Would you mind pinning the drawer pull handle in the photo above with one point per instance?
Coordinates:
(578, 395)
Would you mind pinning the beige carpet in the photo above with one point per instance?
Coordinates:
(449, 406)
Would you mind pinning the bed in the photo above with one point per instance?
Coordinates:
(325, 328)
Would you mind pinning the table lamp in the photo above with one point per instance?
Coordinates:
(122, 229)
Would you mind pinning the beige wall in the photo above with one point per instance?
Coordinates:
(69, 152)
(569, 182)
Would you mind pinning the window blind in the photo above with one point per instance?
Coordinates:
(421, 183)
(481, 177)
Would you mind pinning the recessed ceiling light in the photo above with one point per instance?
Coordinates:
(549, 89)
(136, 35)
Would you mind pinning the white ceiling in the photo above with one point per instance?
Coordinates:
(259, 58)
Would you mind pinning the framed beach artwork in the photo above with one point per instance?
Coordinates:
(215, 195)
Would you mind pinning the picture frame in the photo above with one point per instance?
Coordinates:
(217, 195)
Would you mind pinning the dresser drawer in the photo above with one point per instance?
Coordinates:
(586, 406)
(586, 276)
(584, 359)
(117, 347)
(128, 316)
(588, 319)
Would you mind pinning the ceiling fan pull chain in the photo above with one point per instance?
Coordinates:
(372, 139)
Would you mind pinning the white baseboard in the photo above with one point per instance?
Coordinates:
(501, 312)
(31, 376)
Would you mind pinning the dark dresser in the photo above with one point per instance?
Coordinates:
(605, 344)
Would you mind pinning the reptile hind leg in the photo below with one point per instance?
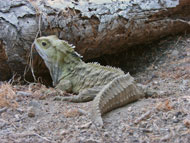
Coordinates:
(84, 96)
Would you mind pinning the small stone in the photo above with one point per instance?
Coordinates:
(34, 104)
(175, 53)
(63, 132)
(22, 93)
(187, 123)
(106, 134)
(85, 126)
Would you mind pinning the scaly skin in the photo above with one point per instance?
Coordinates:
(111, 87)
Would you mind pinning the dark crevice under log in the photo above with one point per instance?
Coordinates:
(95, 29)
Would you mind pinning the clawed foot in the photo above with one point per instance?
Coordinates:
(61, 98)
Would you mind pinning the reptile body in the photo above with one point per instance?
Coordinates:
(110, 87)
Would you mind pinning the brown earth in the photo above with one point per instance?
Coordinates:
(27, 115)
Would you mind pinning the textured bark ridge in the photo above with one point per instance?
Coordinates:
(95, 27)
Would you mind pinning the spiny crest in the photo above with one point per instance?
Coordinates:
(109, 68)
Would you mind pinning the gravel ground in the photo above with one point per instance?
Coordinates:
(35, 117)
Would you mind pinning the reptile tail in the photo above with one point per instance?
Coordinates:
(121, 91)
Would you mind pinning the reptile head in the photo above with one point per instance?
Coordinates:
(57, 55)
(52, 49)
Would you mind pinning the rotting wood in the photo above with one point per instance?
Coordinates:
(94, 28)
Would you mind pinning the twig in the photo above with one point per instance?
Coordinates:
(30, 58)
(3, 110)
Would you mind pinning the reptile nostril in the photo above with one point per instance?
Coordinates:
(44, 44)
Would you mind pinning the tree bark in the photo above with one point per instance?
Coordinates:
(94, 28)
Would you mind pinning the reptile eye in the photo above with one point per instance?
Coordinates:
(44, 44)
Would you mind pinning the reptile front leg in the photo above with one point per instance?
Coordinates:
(84, 96)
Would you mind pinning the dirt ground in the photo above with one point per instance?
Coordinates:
(27, 115)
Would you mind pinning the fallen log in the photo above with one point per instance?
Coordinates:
(95, 27)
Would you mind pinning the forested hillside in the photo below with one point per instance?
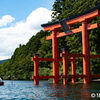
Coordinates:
(20, 66)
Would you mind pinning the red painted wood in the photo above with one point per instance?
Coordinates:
(55, 57)
(86, 52)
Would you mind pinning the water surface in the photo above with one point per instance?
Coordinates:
(26, 90)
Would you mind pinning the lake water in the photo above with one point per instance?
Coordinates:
(26, 90)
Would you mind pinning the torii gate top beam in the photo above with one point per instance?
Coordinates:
(89, 14)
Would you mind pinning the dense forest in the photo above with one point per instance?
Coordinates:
(20, 66)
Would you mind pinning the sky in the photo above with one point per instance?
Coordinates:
(19, 21)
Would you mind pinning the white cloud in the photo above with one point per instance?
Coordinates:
(21, 32)
(6, 20)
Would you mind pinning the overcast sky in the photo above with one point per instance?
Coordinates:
(19, 21)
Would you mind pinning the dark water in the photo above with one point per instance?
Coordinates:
(26, 90)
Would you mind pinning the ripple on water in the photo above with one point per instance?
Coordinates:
__________________________________________________
Exactly repeat the lines from the line that contains "Would you mind pinning the torii" to the end of the entries, both included, and leave out all other lines.

Would you mind pinning the torii gate top beam in the photo above with one point per instance?
Coordinates:
(89, 14)
Would you mind pinning the dense forest in the photo above with one point per instance?
Coordinates:
(20, 66)
Would you mind pinning the sky in the photo above with one point per instance?
Coordinates:
(19, 21)
Would you mind pinning the white cloud in the photo above with one point per instance?
Coordinates:
(21, 32)
(6, 20)
Would you mind pinning the overcast sky in the photo above with one point per instance?
Coordinates:
(19, 21)
Would you mind pinning the dark water in the photo above with one point per instance?
Coordinates:
(26, 90)
Would you mind pinning the ripple on water in the photo above with one point per instance?
Coordinates:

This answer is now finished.